— WEERGEGEVEN PASSAGE —

▼

Op zondag 26 juni 2022 is [eiser] gebeld door een vrouw die zich voordeed als medewerker van ABN AMRO. Die vrouw vertelde [eiser] dat er op dat moment een fraudepoging werd gedaan met zijn rekeningen, dat ongebruikelijke betaalopdrachten klaarstonden en dat hij snel moest handelen om de betaalopdrachten te annuleren. Deze vrouw bleek achteraf een oplichter te zijn.
2.3.
Op aanwijzing van de vrouw heeft [eiser] het programma ‘AnyDesk’ op zijn computer gedownload en geïnstalleerd. Daarmee kreeg de vrouw toegang tot en controle over zijn computer.
2.4.
[eiser] heeft met behulp van de vrouw en het programma Anydesk ingelogd bij de internetbankieren-omgevingen van ABN AMRO en Regiobank. Vanaf zijn rekeningen bij ABN AMRO en Regiobank heeft hij bedragen overgeboekt naar zijn rekening bij Rabobank. Het ging om zeven transacties van bedragen tussen € 20.000,- en € 60.000,- waarmee in totaal € 257.913,- is overgeboekt.

▲

— Annotatiegegevens op basis van punten —
▼

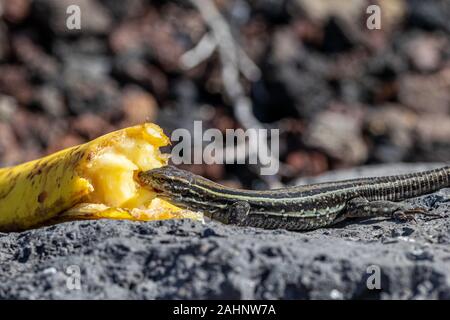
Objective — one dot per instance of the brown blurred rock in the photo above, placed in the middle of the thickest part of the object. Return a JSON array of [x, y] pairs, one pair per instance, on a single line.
[[50, 100], [338, 134], [138, 107], [426, 93], [433, 134], [393, 127], [8, 106], [94, 17], [16, 10], [306, 163], [10, 152], [434, 129], [90, 125], [14, 81], [65, 141], [4, 41], [425, 51], [34, 58]]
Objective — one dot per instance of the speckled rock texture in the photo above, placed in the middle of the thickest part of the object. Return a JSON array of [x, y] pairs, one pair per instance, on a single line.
[[190, 260]]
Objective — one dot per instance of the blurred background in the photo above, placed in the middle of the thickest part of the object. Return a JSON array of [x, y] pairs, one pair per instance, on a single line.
[[341, 94]]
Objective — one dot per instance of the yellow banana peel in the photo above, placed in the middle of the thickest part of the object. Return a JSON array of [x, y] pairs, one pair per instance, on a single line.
[[90, 181]]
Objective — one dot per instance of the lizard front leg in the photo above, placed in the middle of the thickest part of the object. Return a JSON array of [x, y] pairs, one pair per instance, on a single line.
[[361, 207]]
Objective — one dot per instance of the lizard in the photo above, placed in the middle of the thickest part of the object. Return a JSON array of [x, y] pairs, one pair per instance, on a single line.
[[304, 207]]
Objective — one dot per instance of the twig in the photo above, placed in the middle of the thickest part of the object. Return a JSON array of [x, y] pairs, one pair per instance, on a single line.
[[233, 60]]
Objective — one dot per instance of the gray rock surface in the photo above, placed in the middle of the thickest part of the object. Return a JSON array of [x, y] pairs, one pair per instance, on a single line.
[[188, 260]]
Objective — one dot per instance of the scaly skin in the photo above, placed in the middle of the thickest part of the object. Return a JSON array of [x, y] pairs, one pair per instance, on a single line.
[[296, 208]]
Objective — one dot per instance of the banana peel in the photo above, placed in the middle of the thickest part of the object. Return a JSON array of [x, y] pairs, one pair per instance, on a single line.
[[90, 181]]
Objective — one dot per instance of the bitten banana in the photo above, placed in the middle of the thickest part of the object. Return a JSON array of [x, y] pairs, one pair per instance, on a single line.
[[90, 181]]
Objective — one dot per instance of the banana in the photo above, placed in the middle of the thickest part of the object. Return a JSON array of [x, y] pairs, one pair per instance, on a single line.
[[89, 181]]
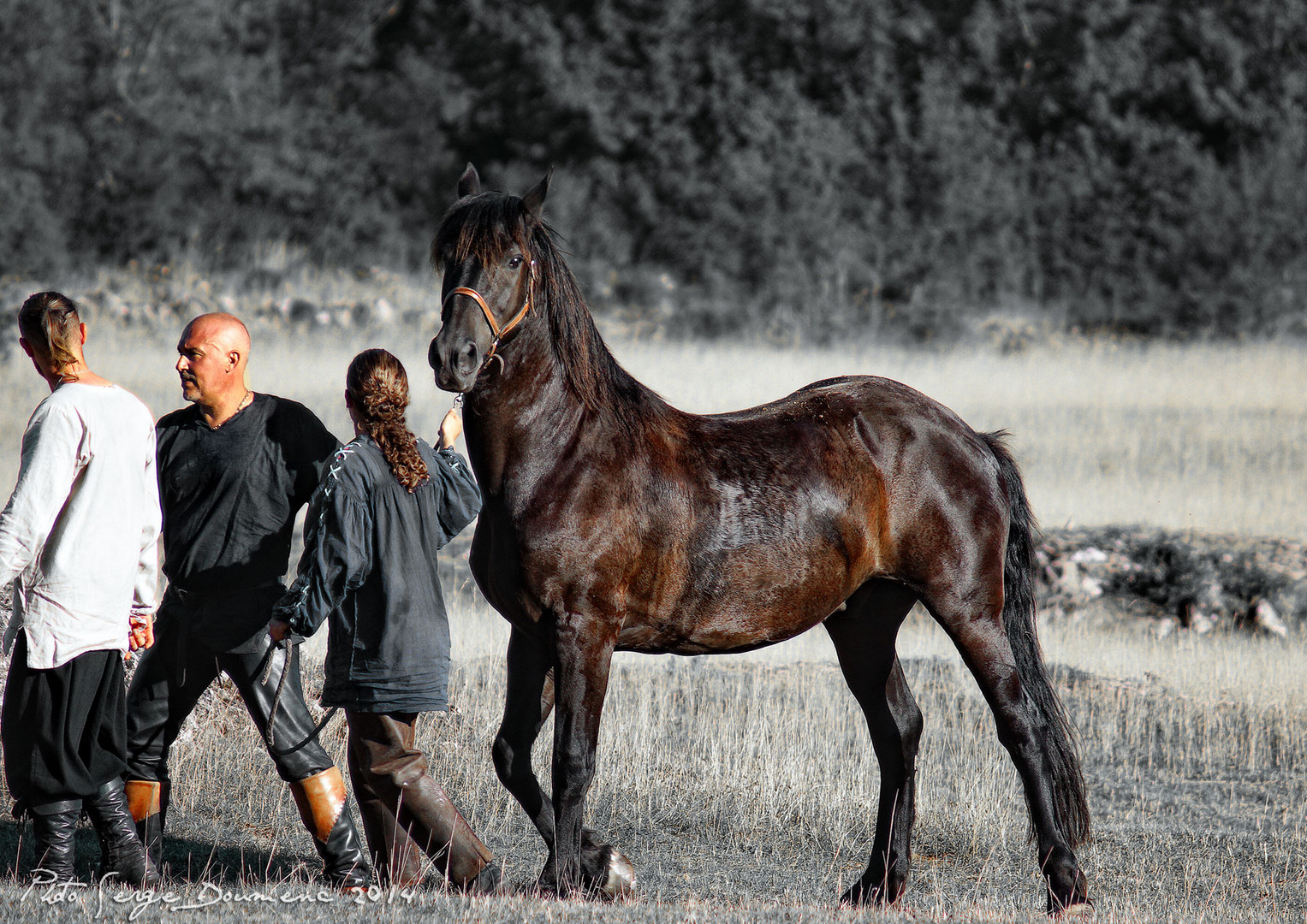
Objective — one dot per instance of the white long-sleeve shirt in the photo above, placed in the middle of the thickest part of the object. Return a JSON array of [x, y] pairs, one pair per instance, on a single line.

▲

— TE MAKEN OPDRACHTEN —
a – Welk totaalbedrag werd er volgens de weergegeven passage naar de rekening bij Rabobank overgeboekt?
b – Geef alstublieft het stuk van de weergegeven passage van "Op aanwijzing van" tot en met "257.913,- is overgeboekt." woord voor woord terug.

— LIJST MET OPLOSSINGEN —
a – € 257.913,-

b –
Op aanwijzing van de vrouw heeft [eiser] het programma ‘AnyDesk’ op zijn computer gedownload en geïnstalleerd. Daarmee kreeg de vrouw toegang tot en controle over zijn computer.
2.4.
[eiser] heeft met behulp van de vrouw en het programma Anydesk ingelogd bij de internetbankieren-omgevingen van ABN AMRO en Regiobank. Vanaf zijn rekeningen bij ABN AMRO en Regiobank heeft hij bedragen overgeboekt naar zijn rekening bij Rabobank. Het ging om zeven transacties van bedragen tussen € 20.000,- en € 60.000,- waarmee in totaal € 257.913,- is overgeboekt.